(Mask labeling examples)
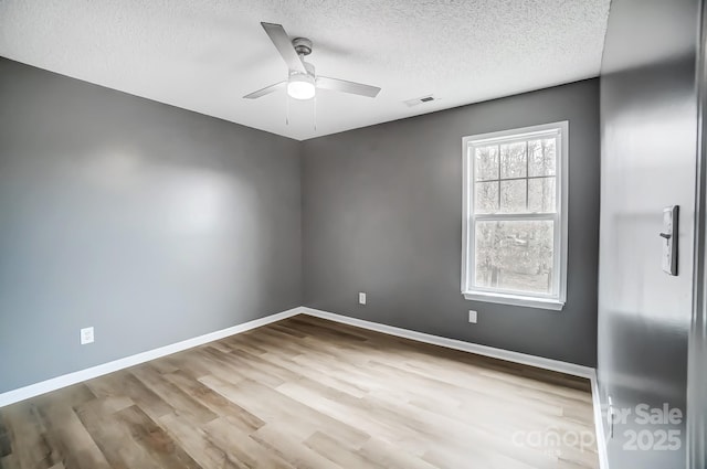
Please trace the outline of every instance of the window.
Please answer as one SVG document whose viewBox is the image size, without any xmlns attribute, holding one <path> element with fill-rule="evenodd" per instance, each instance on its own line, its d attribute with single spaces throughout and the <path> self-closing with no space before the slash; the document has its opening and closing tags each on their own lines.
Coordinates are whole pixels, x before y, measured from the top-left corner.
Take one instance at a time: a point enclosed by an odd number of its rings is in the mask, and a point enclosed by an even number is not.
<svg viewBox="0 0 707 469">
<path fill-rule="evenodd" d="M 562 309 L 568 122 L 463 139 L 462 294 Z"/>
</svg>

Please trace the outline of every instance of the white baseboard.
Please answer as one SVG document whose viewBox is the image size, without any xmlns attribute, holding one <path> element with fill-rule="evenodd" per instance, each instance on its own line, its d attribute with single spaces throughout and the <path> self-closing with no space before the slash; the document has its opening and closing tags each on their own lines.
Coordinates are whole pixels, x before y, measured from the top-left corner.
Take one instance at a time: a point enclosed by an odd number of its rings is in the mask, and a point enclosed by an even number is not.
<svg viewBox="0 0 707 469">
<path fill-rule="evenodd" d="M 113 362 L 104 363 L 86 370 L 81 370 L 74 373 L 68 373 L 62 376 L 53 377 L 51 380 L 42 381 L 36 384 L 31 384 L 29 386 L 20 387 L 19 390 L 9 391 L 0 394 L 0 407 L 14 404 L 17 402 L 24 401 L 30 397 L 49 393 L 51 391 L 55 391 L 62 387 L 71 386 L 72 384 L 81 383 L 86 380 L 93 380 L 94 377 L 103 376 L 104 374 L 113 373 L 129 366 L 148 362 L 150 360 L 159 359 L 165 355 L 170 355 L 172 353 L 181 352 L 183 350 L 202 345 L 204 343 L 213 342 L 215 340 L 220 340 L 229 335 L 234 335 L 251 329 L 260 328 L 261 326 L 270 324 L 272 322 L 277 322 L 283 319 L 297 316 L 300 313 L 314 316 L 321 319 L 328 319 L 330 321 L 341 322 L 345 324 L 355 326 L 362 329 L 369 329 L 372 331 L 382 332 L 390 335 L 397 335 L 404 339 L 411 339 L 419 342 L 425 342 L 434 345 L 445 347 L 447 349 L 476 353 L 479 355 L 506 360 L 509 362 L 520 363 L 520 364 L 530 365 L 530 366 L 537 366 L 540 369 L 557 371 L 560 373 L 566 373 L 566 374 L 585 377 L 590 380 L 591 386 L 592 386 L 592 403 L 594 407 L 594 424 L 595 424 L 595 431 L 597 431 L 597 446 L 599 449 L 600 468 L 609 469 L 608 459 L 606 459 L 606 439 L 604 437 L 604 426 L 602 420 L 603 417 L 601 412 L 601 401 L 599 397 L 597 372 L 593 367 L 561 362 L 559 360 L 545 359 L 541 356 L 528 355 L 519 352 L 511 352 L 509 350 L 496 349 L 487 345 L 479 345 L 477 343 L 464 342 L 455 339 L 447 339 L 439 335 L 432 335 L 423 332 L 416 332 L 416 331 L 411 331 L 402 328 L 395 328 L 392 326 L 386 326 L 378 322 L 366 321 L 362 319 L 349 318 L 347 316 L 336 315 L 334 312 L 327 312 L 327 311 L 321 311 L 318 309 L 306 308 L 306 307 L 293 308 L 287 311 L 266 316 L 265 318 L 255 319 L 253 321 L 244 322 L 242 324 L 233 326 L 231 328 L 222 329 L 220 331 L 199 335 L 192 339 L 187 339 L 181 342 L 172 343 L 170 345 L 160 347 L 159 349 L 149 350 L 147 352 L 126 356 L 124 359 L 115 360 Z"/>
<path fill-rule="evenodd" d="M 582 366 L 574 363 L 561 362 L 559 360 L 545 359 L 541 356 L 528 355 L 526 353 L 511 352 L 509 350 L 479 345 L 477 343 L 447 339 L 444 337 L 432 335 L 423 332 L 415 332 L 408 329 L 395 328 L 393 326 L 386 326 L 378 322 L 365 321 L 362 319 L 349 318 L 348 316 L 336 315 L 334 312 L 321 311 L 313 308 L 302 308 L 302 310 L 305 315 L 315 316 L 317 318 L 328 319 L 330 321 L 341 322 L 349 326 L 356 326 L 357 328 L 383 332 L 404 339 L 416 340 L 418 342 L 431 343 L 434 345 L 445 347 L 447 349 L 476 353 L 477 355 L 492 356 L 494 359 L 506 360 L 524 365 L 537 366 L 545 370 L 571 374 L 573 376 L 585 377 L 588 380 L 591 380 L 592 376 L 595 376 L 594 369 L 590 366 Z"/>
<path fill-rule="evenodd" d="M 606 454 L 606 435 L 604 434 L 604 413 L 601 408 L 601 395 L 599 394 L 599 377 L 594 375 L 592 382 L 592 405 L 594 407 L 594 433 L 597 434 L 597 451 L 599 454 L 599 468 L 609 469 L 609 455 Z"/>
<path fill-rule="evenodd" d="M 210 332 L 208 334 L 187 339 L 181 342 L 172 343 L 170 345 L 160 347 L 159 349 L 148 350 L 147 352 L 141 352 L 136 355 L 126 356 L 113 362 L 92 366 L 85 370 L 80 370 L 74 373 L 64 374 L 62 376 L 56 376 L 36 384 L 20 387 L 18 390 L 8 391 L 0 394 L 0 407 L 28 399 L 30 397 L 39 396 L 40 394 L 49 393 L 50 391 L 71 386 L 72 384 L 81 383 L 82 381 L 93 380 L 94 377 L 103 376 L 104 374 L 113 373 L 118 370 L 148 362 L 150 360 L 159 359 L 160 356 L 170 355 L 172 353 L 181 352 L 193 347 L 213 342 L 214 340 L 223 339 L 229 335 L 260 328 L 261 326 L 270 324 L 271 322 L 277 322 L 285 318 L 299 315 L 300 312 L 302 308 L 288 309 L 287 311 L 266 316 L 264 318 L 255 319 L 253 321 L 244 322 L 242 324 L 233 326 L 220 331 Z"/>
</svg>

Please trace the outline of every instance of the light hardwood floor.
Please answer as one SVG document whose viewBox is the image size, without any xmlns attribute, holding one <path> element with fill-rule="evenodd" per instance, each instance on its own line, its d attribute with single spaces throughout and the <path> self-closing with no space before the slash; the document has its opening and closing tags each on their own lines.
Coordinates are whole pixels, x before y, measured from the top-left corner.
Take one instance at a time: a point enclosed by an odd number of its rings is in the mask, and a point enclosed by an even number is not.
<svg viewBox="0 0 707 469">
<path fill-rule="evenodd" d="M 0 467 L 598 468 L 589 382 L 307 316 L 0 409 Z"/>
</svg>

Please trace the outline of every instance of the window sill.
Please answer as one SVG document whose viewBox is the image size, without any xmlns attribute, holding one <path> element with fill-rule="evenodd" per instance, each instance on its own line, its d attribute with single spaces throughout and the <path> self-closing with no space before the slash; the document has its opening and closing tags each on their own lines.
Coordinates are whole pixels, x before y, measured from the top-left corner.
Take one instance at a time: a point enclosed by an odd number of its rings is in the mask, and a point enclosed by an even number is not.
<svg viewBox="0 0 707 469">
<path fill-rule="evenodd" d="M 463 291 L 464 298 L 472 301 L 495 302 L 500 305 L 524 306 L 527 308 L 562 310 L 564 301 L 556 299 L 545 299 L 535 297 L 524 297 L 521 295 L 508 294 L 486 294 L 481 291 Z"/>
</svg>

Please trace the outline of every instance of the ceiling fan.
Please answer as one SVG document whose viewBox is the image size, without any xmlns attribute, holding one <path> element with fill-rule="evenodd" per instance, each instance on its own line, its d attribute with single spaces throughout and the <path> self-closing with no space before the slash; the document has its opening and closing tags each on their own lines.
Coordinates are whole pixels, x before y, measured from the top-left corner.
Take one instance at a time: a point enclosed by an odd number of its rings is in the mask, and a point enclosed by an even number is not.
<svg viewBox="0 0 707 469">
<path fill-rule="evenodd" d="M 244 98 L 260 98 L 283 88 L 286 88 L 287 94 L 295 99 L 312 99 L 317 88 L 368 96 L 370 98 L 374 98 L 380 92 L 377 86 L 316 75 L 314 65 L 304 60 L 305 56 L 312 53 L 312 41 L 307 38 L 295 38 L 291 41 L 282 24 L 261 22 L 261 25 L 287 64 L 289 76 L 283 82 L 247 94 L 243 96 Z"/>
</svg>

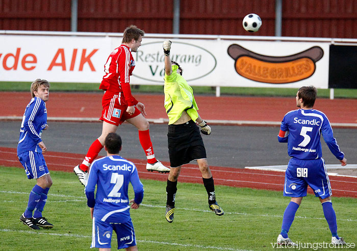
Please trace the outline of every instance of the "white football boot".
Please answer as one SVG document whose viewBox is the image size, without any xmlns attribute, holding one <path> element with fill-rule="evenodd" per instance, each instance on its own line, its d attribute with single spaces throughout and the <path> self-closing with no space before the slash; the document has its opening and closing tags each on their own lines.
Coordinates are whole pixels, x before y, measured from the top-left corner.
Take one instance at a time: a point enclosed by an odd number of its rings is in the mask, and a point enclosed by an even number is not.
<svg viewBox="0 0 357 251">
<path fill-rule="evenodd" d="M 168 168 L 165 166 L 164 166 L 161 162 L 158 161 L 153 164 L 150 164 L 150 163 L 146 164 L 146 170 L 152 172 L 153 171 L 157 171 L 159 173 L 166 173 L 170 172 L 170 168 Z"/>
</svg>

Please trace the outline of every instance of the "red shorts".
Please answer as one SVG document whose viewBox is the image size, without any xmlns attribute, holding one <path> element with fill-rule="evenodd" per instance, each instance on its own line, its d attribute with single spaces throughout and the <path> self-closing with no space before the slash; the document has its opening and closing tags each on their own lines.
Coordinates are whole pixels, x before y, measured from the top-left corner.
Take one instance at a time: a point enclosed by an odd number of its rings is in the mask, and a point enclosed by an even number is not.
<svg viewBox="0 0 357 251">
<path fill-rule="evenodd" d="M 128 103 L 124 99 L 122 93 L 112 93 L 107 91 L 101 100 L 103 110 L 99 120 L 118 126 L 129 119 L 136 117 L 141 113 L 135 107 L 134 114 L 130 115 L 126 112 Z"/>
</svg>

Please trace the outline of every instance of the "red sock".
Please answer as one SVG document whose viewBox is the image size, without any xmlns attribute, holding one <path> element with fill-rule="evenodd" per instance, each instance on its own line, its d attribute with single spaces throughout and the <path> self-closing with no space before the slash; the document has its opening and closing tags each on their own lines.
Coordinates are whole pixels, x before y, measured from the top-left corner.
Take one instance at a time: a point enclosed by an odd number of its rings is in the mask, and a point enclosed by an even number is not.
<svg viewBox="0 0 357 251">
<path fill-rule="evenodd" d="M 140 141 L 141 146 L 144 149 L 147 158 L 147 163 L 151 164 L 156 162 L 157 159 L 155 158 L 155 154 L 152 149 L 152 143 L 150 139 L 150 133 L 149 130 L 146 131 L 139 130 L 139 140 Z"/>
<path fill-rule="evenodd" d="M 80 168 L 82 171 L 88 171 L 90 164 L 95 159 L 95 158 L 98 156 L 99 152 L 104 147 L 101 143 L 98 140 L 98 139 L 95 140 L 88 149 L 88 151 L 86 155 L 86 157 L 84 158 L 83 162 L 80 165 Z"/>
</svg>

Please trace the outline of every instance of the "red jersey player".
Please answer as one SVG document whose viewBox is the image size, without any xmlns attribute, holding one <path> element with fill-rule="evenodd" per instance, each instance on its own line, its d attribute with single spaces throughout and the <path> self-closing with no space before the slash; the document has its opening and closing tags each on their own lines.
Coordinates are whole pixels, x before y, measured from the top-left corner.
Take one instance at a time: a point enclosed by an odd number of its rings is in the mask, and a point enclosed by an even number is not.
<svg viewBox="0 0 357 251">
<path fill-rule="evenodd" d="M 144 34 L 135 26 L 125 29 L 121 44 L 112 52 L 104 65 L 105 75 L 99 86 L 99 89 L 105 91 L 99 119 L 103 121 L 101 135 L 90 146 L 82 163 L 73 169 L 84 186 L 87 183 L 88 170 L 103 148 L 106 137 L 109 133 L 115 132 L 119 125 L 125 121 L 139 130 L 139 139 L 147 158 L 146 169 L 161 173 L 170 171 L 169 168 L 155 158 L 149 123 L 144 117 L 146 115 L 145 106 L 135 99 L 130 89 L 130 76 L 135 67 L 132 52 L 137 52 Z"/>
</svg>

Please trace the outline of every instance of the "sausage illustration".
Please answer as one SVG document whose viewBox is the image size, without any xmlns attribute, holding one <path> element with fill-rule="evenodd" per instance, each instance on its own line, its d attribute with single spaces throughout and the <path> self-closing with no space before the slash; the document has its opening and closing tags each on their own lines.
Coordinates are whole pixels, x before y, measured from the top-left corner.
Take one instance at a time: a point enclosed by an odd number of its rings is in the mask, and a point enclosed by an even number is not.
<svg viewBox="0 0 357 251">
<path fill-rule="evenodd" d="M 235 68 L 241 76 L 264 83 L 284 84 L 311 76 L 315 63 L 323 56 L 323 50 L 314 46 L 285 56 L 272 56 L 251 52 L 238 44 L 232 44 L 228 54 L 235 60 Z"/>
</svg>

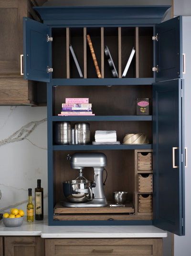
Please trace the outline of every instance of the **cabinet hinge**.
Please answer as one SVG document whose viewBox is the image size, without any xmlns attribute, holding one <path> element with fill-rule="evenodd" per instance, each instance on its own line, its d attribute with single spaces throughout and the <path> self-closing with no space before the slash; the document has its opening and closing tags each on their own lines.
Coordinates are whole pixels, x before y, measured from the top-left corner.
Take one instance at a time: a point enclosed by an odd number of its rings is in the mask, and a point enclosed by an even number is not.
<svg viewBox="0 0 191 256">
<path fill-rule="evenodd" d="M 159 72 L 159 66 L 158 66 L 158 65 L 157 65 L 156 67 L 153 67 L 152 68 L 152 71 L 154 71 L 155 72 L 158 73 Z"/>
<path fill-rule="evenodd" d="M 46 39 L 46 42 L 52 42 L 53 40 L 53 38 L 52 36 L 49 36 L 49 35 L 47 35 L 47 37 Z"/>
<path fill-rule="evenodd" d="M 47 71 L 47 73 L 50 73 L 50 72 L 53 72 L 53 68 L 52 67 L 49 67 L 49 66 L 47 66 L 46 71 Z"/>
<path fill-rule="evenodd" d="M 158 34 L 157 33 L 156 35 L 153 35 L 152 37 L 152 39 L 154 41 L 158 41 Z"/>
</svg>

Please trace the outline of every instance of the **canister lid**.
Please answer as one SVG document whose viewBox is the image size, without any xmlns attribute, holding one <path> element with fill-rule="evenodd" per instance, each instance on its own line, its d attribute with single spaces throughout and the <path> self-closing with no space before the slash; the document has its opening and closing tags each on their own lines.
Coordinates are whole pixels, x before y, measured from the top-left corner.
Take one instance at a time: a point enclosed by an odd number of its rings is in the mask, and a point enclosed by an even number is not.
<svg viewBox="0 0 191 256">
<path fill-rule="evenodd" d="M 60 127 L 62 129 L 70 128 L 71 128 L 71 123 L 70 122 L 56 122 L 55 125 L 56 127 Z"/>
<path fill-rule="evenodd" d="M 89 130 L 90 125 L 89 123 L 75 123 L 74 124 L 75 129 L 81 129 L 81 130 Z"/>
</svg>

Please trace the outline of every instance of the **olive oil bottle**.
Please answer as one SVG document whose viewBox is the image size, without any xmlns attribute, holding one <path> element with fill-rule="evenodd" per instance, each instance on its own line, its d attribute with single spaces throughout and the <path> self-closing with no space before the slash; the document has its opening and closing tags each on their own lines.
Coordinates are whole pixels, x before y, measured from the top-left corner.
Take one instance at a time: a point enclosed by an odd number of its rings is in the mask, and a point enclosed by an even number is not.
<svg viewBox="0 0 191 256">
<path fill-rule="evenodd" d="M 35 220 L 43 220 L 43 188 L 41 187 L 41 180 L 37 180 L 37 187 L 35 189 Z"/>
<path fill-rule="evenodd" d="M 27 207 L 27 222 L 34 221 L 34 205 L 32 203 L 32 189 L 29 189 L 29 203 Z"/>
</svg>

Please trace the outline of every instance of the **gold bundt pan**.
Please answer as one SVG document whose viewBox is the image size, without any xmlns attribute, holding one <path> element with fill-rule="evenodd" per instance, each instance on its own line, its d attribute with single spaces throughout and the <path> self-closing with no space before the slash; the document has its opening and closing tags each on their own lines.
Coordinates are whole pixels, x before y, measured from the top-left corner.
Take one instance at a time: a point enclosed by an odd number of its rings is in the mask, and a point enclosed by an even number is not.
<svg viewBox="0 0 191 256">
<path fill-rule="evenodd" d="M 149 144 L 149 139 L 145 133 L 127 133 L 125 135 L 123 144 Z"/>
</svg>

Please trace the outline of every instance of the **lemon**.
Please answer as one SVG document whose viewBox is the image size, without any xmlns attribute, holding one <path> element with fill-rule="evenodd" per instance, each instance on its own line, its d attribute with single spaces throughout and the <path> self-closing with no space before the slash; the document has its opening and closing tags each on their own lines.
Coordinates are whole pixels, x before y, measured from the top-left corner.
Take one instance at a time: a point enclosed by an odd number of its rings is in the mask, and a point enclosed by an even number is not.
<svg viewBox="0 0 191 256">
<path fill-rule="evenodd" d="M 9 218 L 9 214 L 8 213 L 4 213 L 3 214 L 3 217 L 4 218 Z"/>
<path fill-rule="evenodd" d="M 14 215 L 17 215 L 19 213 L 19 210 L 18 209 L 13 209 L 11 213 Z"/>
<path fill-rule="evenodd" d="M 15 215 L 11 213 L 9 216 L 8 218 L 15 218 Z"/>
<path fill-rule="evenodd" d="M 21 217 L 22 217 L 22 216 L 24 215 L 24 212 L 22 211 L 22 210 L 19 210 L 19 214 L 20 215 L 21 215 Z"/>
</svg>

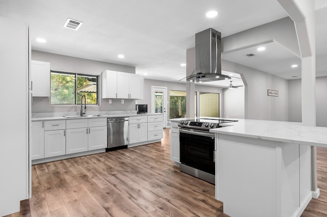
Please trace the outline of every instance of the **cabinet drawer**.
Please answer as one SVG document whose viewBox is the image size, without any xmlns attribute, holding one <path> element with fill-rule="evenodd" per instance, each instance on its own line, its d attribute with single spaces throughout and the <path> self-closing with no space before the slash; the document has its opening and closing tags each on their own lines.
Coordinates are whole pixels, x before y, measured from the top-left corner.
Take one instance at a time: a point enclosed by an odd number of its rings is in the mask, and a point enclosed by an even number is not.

PROBLEM TO SOLVE: Please copy exactly the lines from the one containing "Please trace the outline of every instance of the **lemon**." through the last line of the records above, both included, and leave out any pictures.

WORKED SOLUTION:
Please trace the outline of every instance of the **lemon**.
Please answer as one SVG document whose viewBox is the image size, without any xmlns attribute, holding one <path> element with fill-rule="evenodd" per instance, each instance on its own line, its d attribute with single spaces throughout and the <path> self-closing with no space before the slash; the document has its opening and closing tags each on their own lines.
Coordinates are whole pixels, x before y, measured from the top-left corner.
Take one instance at a time: a point enclosed by an odd number of its rings is in the mask, and a point enclosed by an even number is not.
<svg viewBox="0 0 191 256">
<path fill-rule="evenodd" d="M 9 218 L 9 214 L 8 213 L 4 213 L 3 214 L 3 217 L 4 218 Z"/>
<path fill-rule="evenodd" d="M 14 215 L 17 215 L 19 213 L 19 210 L 18 209 L 13 209 L 11 213 Z"/>
<path fill-rule="evenodd" d="M 15 215 L 11 213 L 9 216 L 8 218 L 15 218 Z"/>
<path fill-rule="evenodd" d="M 21 217 L 22 217 L 22 216 L 24 215 L 24 212 L 22 211 L 22 210 L 19 210 L 19 214 L 20 215 L 21 215 Z"/>
</svg>

Please trace the outline of every instance of the **cabinet drawer**.
Please answer as one SVG document whose viewBox is the image size, without any xmlns attribute, holding one <path> element with fill-rule="evenodd" per instance, each instance on its own line, its d attribute with single spaces throughout and the <path> self-closing with no space before the slash; the document has its opening and closing tags each on their own lines.
Coordinates are whole pixels, x before y, measured from the top-left corner.
Take one instance at a time: a point enclosed by an odd number of its rings is in the mask, and a point enclosed by an even number is not.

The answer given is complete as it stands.